__Aim__
Retype the rows below line for line, without changing anything, but leave out the pictures.

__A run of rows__
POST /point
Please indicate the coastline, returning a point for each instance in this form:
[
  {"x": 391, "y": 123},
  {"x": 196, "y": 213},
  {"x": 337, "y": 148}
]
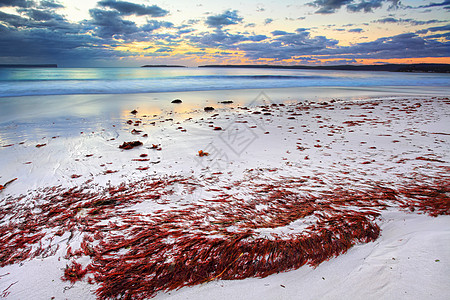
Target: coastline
[{"x": 338, "y": 139}]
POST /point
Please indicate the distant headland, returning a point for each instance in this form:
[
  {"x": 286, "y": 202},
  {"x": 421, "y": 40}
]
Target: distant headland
[
  {"x": 28, "y": 66},
  {"x": 163, "y": 66},
  {"x": 417, "y": 68}
]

__Complete response__
POST /point
Please indicate the coastline, returning a point for each instance in this form:
[
  {"x": 391, "y": 123},
  {"x": 196, "y": 213},
  {"x": 337, "y": 148}
]
Target: coastline
[{"x": 338, "y": 139}]
POST /point
Please indicate the distant headland, returning a point for each instance in this form:
[
  {"x": 286, "y": 202},
  {"x": 421, "y": 40}
]
Target: distant headland
[
  {"x": 28, "y": 66},
  {"x": 163, "y": 66},
  {"x": 417, "y": 68}
]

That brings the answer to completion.